▸ Given request
Output all the data exactly. Pictures do not belong in the copy.

——

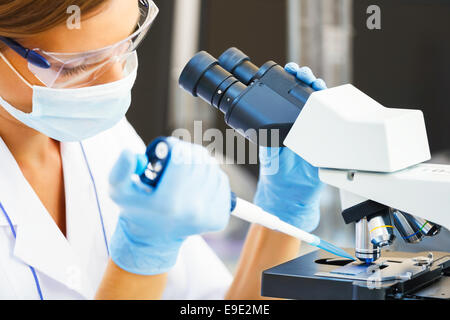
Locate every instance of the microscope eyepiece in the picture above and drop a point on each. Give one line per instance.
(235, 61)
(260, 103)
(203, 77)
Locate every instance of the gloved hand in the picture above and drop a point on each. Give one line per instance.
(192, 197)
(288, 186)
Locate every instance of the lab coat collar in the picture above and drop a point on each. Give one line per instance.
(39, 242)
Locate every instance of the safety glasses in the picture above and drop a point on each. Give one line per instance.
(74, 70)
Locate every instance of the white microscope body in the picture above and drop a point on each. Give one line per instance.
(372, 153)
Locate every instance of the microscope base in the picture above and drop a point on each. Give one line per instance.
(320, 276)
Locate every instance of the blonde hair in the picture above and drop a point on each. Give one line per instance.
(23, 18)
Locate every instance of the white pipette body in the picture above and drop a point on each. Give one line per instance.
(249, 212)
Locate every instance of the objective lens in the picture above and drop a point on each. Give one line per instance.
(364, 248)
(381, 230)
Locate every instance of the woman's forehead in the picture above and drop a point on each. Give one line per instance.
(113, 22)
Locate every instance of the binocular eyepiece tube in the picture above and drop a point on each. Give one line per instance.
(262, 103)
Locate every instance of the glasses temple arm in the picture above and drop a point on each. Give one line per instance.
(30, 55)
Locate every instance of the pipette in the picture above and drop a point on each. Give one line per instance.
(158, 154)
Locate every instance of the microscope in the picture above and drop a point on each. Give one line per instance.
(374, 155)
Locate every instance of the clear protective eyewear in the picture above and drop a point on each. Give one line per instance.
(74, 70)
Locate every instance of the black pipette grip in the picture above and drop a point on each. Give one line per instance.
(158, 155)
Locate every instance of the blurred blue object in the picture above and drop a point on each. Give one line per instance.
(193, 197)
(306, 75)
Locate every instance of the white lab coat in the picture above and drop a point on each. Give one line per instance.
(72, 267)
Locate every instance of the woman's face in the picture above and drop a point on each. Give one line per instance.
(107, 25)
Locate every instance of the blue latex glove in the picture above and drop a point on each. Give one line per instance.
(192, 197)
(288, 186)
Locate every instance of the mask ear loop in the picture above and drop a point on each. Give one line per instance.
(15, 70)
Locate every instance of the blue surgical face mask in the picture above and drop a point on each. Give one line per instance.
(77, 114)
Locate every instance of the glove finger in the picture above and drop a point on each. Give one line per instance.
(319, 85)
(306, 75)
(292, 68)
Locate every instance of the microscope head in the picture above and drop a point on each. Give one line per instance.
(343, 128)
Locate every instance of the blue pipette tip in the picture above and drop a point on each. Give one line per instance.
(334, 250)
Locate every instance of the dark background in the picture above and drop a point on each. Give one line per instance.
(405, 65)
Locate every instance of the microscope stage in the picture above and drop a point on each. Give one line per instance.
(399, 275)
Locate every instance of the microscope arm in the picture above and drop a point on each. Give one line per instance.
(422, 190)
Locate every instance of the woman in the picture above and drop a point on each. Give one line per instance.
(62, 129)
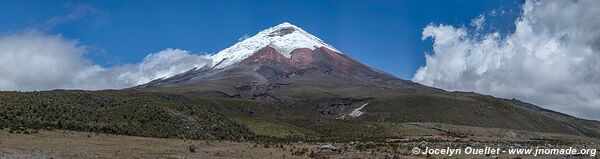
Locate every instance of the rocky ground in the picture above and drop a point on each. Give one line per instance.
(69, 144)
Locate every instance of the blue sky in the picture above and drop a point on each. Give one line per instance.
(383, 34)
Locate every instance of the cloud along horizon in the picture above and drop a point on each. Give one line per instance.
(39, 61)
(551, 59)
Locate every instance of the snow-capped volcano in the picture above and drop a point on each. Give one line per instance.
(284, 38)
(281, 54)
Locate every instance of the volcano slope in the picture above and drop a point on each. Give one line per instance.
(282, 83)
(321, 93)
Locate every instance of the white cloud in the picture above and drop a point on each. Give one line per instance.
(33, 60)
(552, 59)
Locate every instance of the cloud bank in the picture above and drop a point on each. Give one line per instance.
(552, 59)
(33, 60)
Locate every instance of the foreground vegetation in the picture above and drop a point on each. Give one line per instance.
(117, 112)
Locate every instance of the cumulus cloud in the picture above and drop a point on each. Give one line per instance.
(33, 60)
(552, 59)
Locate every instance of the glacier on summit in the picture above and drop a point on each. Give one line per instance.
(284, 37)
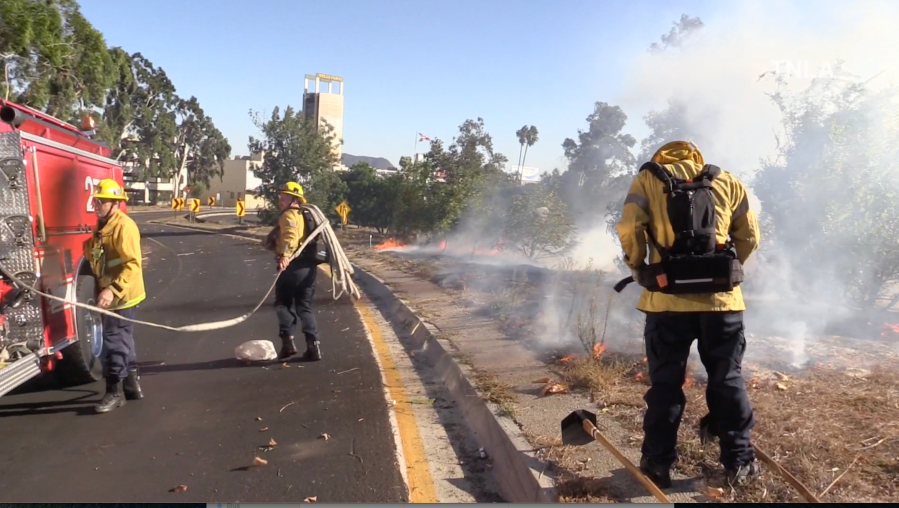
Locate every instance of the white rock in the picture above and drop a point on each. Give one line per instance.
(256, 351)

——

▸ Task result
Locate every instance of the microscope eyepiece in the picture above and drop a point on each. Give one line per instance.
(235, 61)
(260, 103)
(203, 77)
Locate every instance of the gloved hand in the picture above and drop a point on each. Give one line per instance.
(192, 197)
(288, 186)
Locate every instance of the lab coat collar in the picture above and drop a point on each. Give one line per instance.
(39, 242)
Locate every instance of the safety glasses in the picture above and drop a point on each. Give one line per instance.
(74, 70)
Locate every instance of the white microscope body in the picture above and drop a point on each. Give one line per instance.
(372, 153)
Locate every instance of the microscope base in the picture above and drop a point on each. Give one line per instance.
(320, 276)
Locate every instance of the blonde hair in the picture above and drop a point on each. Give one line per instance.
(23, 18)
Locate every instance of the white pipette body in the picture above and drop a point on each. Give one line per instance.
(249, 212)
Locate every instance of the objective lens in the picture above and drop a point on each. Give one line per instance.
(364, 248)
(381, 230)
Locate every instance of the woman's forehead in the picture above and drop a point on each. Give one line per instance.
(113, 22)
Locate every instance of the binocular eyepiece tube in the picture above and drop a point on each. Give one line per instance.
(262, 103)
Locate every instance of the glasses temple arm in the picture above and drop a point on each. Give one line per instance.
(30, 55)
Locate every instance of the pipette in the picture above and drop a point on each. Give one line per instance.
(158, 154)
Locate every instance of the microscope in the picture above and drop a point on each. Give one line per instance.
(374, 155)
Locate every instance of the clear protective eyewear in the picture above and drop a point on each. Give one line per instance.
(74, 70)
Locate every instance of the black pipette grip in the picture above and drop a point on each. Give one line per instance.
(158, 155)
Locate every instance of the blurred blue object in the picture above and drop a point on each. Give one line per instance.
(193, 197)
(306, 75)
Locate every instance of the white lab coat in the picture above and drop a point on each. Give one line per instance.
(72, 267)
Locate every instance of the woman's face in the picture above and drop a point on each. Give one line per instance.
(107, 25)
Locate every instance of the blue latex glove in the picture above and drop a point on each. Give one line per instance.
(192, 197)
(288, 186)
Locate every instance of the mask ear loop in the picture above and drop a point on each. Give one line per instance.
(15, 70)
Locate every instance of the blue surgical face mask in the picture above and drop a point on each. Give one line per instance.
(77, 114)
Locate every instance of the glove finger in the picture above and drop a point on each. Give one line per instance.
(319, 85)
(306, 75)
(292, 68)
Locate every instance of the microscope head in the picture above and drop a point on each. Give one line per instance.
(343, 128)
Locate every instance of the blue pipette tip in the picture above and drop a point on each. Give one line per instance.
(334, 250)
Locate every instance of the dark background in the picture above and drop a point on each. Give one line per instance.
(405, 65)
Locate every instance of the microscope stage in the picture above and drop a point on each. Give one line per instance.
(399, 275)
Locate every instance of the microscope arm in the picture above and drop a point on each. Give one line per instance.
(422, 190)
Locate every instance of the woman in the picture above and drop a point on each. Give one line per instance.
(62, 129)
Locate every instance of the rocky ground in the picture above and drop a point on each. Give one line per instance.
(69, 144)
Locate every instance of the blue sky in the picture above and drop a point on each. Give one line per instance.
(383, 34)
Locate every instance of the cloud along horizon in the picture above and drop a point on each. Give one line per instance.
(39, 61)
(551, 59)
Locate every instance of the snow-capped volcano in the picture above and drop a point on each. Give one line per instance.
(284, 38)
(281, 54)
Locate every instance of the volcano slope in the picture above and drop a point on each. Give one line per instance.
(282, 83)
(321, 93)
Locate every instance of the white cloud in the picture above and drop a point on each. Give one line per instance.
(33, 60)
(552, 59)
Locate every instance of the cloud bank in the picture above and drop a point on each. Give one line per instance.
(552, 59)
(33, 60)
Locate every instance of the foreground vegetation in the picture above and drop a point on each. Give one line per instance.
(117, 112)
Locate every instance of the cumulus cloud in the picture above and drop a point on each. Give one line per instance.
(33, 60)
(552, 59)
Locate every instance of the glacier on summit in the picture above and drop a point on each. Give one line per instance.
(284, 37)
Locate every instance of the white rock in the picture above and drop a point on each. Give one line per instance.
(256, 351)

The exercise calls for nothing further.